(Selected text)

=-=-=-=-=

[DFTB-Plus-User] Electronic temperature

Reinaldo Pis Diez reinaldo.pisdiez at gmail.com
Fri Sep 7 14:40:46 CEST 2012


Dear Bálint,

Thank you very much for your answer pointing out the importance of 
paying attention to the Mermin free energy when the electronic 
temperature is not zero and occupation numbers are non-integers.

Following your advice, I've compared the total energy and the Mermin 
free energy for those hard_to_converge cases I mentioned in my 
former mail. I've noted that the difference between them is a few 
tenths of eV for, say, 20-50 K. I guess this is a good result but 
now a new question arises: Can the difference between the total 
energy and the Mermin free energy be taken as a measure of the 
reliability of the results? In other words, can I state that the 
smaller the difference between the total energy and the Mermin free 
energy, the more reliable the result?

Thanks again.

Best regards,

Reinaldo

On 09/03/2012 03:35 AM, Bálint Aradi wrote:
> Dear Reinaldo,
>
>> However, a new system under study is becoming really hard to converge.

=-=-=-=-=

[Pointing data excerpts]
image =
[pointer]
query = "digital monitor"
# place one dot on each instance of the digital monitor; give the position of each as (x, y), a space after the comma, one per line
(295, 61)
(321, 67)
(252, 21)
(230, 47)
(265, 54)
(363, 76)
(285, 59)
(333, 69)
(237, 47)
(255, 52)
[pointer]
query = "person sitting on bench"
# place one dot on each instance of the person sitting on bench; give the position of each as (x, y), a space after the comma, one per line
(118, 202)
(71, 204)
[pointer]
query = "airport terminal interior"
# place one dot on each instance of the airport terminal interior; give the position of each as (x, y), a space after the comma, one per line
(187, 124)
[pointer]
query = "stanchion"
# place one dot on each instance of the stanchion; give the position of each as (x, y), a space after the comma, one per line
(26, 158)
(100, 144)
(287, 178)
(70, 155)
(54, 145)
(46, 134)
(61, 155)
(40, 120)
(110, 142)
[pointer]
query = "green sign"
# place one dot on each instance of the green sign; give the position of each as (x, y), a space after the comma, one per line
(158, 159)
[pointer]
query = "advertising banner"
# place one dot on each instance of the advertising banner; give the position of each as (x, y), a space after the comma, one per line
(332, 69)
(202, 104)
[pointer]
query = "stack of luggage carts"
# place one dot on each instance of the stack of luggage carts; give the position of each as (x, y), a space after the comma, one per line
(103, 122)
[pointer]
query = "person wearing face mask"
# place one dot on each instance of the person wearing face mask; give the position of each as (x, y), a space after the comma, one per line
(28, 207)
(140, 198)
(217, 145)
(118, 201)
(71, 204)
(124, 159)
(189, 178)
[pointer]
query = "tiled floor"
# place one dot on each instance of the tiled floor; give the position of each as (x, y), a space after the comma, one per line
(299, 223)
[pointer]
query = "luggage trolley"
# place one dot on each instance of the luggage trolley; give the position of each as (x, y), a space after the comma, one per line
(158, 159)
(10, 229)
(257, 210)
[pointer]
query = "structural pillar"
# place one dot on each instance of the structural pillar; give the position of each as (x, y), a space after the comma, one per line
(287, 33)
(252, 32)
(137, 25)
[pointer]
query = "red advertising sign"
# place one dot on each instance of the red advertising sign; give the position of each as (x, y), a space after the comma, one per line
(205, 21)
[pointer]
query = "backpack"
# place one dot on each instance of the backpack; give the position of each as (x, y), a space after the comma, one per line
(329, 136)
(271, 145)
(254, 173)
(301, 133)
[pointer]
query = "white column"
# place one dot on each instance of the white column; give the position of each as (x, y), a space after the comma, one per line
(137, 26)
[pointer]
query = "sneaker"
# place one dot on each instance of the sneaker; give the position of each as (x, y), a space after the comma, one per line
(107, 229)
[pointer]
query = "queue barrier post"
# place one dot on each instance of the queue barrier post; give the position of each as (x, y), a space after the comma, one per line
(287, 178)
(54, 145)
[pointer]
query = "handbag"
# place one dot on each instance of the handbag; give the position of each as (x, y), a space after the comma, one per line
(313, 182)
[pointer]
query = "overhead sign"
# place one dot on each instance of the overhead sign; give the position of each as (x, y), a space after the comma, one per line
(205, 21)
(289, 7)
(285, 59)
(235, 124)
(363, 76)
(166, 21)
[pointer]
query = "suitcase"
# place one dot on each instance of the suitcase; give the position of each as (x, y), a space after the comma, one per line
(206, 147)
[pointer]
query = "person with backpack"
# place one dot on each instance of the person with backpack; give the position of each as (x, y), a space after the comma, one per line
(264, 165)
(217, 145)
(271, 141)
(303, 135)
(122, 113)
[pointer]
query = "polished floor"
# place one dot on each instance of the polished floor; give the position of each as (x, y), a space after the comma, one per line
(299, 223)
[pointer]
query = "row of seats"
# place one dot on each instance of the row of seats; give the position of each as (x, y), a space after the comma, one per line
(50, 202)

=-=-=-=-=

(Given problem) Please reproduce the part of the electronic temperature message starting at "Following your advice, I've" and ending at "reliable the result?".

(Exercise response)
Following your advice, I've compared the total energy and the Mermin 
free energy for those hard_to_converge cases I mentioned in my 
former mail. I've noted that the difference between them is a few 
tenths of eV for, say, 20-50 K. I guess this is a good result but 
now a new question arises: Can the difference between the total 
energy and the Mermin free energy be taken as a measure of the 
reliability of the results? In other words, can I state that the 
smaller the difference between the total energy and the Mermin free 
energy, the more reliable the result?